Long before the high school was even built, farmers have called Franklin County home, and to this day agriculture is a major factor in what keeps this county going, which is why some feel Tractor Day is essential in keeping in touch with the county's roots.
“My dad was a farmer and so believe it or not - nothing this fancy - but I drove tractors when we were working tobacco and gardening. It’s a part of our culture and it brings everybody together I think for a common cause,” shared Dr. Bernice Cobbs, FCPS Superintendent.
While many in the county have experience with agriculture, Tractor Day is an introduction to the world of agriculture for those who would have otherwise never known all the work that goes into farming.
“I think it's important to showcase agriculture, because without agriculture, you wouldn’t be eating, you wouldn’t be clothed, you wouldn’t be doing a lot of things,” commented Jean Capps, another FFA sponsor and event coordinator.
Capps herself owns a tractor and lives on a small farm, but she and Arrington organized this event so students could tell their stories.
“I’ve been driving tractors since I was about eight,” said junior Faith Feazell. "There’s a lot of kids that don’t know much about [tractors]. They need to know about them in case they have to drive one one day.”

**Information provided:**

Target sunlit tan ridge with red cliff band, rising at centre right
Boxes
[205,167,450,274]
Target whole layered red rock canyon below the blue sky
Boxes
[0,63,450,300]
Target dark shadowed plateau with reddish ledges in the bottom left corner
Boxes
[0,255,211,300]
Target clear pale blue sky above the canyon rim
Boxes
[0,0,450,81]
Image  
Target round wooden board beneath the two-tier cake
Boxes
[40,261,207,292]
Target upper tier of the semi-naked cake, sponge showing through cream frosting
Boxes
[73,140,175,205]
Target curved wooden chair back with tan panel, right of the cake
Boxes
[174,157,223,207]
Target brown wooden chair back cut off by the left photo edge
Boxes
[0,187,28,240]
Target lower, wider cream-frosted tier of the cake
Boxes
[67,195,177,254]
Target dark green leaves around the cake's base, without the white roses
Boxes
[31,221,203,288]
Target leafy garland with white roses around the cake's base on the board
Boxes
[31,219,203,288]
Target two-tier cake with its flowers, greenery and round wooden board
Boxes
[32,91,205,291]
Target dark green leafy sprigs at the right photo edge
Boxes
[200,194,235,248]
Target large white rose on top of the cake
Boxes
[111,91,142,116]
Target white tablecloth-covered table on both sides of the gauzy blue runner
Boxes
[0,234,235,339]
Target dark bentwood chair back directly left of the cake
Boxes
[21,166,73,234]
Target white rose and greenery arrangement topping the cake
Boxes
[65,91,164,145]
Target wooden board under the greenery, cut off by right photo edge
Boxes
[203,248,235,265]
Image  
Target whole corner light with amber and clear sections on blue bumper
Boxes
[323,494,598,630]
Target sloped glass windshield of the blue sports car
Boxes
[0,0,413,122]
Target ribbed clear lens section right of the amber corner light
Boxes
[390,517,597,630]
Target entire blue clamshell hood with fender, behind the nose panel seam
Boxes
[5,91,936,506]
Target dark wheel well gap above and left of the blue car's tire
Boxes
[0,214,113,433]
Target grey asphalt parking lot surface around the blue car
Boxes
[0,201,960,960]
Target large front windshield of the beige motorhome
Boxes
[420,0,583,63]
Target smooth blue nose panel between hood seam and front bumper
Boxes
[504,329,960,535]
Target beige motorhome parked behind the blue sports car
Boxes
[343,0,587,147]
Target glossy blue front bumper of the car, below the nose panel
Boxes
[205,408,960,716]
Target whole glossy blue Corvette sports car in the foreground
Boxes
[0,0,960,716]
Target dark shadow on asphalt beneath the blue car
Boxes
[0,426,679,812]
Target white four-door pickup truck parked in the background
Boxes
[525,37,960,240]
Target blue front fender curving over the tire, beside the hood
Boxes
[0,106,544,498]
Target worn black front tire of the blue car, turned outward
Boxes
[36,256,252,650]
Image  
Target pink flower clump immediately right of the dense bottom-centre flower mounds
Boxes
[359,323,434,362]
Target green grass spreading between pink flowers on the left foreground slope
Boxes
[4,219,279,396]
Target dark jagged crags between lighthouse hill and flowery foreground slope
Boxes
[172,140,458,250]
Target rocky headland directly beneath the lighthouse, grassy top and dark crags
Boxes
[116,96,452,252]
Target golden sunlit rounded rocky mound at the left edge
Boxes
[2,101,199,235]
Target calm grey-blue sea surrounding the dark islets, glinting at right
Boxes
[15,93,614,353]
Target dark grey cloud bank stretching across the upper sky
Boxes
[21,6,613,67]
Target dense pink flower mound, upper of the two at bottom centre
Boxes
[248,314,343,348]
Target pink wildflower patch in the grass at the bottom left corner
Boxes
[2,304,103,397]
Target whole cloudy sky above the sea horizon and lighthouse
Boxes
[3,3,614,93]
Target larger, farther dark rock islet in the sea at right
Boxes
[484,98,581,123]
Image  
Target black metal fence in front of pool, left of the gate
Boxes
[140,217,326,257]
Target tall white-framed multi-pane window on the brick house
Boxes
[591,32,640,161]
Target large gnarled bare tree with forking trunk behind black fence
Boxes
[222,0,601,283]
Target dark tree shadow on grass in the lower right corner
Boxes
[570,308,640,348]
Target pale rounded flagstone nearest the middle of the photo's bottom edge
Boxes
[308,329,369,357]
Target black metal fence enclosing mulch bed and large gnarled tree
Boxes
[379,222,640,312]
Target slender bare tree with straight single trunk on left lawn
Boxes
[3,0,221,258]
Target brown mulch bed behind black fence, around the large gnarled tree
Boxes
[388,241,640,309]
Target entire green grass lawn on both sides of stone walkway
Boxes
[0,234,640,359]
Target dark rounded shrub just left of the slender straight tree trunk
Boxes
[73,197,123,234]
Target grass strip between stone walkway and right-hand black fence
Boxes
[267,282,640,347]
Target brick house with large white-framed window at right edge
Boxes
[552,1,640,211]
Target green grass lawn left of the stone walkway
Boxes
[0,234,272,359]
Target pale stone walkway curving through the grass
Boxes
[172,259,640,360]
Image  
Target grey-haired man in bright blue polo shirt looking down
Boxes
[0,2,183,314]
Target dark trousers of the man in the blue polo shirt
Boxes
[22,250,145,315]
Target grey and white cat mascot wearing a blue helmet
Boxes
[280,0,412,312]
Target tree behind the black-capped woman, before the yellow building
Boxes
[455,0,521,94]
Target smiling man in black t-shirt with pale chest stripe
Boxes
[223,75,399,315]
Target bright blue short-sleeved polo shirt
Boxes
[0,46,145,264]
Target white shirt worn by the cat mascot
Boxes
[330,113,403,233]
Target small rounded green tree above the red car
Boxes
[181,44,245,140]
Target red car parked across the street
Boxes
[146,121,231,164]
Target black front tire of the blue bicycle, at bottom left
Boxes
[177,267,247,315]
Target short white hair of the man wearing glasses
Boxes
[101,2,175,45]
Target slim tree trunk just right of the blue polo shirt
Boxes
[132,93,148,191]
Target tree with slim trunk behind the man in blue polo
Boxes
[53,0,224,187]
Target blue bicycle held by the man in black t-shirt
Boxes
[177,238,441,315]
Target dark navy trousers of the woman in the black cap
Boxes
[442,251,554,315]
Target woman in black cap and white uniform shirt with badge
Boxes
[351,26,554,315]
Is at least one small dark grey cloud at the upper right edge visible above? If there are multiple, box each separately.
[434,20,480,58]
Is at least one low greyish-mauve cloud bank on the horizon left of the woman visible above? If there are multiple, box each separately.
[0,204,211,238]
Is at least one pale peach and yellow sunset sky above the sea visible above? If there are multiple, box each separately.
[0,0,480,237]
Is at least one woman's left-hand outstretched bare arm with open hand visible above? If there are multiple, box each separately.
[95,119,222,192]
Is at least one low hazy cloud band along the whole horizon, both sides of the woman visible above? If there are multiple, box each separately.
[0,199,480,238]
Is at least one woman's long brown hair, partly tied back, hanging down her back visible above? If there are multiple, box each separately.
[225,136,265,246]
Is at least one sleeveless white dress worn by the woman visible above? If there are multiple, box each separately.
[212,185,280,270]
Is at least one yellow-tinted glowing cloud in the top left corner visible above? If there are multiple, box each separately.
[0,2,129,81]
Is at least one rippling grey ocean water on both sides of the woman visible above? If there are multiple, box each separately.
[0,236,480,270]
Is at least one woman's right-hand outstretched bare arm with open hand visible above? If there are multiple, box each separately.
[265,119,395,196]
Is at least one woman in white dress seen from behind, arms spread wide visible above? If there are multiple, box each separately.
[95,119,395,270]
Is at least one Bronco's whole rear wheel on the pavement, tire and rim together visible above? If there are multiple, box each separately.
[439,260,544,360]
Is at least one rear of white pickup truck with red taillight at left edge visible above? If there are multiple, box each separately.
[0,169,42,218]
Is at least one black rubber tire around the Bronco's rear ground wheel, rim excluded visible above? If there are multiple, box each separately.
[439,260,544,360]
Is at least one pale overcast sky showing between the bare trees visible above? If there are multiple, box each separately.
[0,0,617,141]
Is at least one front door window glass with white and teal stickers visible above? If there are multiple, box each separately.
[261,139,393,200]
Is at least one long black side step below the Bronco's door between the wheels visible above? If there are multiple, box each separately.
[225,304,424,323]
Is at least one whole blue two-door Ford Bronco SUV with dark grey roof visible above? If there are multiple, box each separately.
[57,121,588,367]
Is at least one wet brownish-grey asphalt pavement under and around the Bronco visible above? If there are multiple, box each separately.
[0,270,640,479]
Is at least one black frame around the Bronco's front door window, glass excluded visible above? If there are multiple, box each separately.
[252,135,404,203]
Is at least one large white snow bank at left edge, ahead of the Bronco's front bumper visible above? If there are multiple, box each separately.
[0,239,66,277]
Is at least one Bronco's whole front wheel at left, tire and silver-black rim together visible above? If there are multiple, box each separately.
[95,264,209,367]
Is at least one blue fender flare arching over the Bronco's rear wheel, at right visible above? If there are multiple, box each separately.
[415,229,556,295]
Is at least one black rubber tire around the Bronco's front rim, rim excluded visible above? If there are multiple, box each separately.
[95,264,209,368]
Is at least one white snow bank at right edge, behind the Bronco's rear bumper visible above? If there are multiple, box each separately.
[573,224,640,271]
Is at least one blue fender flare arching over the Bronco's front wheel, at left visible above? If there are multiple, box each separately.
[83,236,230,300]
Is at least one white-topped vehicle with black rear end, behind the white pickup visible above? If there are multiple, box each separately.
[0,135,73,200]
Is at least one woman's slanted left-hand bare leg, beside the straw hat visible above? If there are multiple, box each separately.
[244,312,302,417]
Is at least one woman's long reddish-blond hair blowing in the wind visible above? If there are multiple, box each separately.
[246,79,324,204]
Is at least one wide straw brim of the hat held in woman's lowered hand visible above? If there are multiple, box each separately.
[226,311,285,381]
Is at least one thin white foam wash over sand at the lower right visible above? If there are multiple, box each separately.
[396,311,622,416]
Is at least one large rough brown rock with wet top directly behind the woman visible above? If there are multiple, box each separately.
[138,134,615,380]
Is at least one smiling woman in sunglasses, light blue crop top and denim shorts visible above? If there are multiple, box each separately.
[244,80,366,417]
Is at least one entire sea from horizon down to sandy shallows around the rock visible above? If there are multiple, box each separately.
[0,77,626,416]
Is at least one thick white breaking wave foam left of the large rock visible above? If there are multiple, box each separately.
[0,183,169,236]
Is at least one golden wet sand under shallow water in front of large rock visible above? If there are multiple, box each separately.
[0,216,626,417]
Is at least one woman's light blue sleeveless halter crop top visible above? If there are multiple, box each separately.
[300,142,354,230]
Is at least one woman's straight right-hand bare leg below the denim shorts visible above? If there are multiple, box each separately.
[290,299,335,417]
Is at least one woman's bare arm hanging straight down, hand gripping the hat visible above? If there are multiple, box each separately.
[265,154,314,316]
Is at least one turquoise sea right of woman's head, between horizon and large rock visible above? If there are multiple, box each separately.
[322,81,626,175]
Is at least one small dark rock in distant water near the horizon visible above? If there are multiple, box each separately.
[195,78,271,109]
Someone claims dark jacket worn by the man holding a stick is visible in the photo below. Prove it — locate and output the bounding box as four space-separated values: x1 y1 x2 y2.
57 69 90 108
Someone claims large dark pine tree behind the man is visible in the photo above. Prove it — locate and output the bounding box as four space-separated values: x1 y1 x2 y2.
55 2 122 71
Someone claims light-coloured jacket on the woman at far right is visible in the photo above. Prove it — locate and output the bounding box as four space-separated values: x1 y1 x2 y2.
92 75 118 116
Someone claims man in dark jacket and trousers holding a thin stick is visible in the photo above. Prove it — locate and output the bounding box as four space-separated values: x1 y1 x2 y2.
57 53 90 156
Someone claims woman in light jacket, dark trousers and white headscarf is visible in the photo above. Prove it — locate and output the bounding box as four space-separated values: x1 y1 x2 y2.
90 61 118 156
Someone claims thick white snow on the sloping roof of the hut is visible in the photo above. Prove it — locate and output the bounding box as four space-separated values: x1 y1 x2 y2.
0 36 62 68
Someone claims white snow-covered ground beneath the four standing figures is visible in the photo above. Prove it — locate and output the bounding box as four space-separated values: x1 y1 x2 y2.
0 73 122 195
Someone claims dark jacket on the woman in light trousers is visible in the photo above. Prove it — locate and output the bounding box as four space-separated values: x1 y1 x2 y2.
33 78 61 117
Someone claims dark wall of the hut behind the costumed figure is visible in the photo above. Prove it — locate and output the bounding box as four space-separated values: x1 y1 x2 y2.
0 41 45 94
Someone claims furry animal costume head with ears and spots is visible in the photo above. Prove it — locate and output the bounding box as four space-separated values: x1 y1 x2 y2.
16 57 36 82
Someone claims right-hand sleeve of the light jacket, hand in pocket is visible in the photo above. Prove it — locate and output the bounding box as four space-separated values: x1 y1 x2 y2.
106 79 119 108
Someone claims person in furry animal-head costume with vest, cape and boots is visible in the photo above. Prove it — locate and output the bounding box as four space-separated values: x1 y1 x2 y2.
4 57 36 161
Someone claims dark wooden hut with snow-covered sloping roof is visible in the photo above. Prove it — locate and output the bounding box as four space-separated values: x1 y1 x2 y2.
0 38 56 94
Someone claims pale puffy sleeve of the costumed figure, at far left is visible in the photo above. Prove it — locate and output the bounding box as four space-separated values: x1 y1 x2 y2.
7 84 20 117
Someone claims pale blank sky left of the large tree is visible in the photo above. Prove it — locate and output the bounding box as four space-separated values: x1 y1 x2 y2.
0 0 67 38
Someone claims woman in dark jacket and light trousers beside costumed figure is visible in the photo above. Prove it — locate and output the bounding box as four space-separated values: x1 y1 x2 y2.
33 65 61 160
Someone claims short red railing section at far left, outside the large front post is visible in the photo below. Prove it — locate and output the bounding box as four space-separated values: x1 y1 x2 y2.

**Task set:**
(a) Reproduce the passage of the Tractor Day text from "While many in" to "tell their stories.", word for word.
(b) Continue the article about Tractor Day in Franklin County, picking up after its final sentence.

**Per-task answers:**
(a)
While many in the county have experience with agriculture, Tractor Day is an introduction to the world of agriculture for those who would have otherwise never known all the work that goes into farming.
“I think it's important to showcase agriculture, because without agriculture, you wouldn’t be eating, you wouldn’t be clothed, you wouldn’t be doing a lot of things,” commented Jean Capps, another FFA sponsor and event coordinator.
Capps herself owns a tractor and lives on a small farm, but she and Arrington organized this event so students could tell their stories.

(b)
Some of the tractors brought to Tractor Day were used by generation after generation, including the one senior Jackson Amos brought.
“They’re both my pop’s tractors but we use this one the most. It’s quite the old one. It’s a 1963 model and it’s a 3010 but it’s got a 3020 engine in it that’s actually fit for a round baler," Amos described. "The previous owners ran it so much when they had the original engine that they wore it out so they put the bigger engine in it and it’s still running good,” he says.
Amos explained that Tractor Day was a lot of fun, but he participated for a bigger reason.
“[Tractor Day] is fun for sure but it’s a big part of Franklin County. A lot of farming is going on, more than you think, and it’s also nice to get to show off our old tractors,” Amos finished.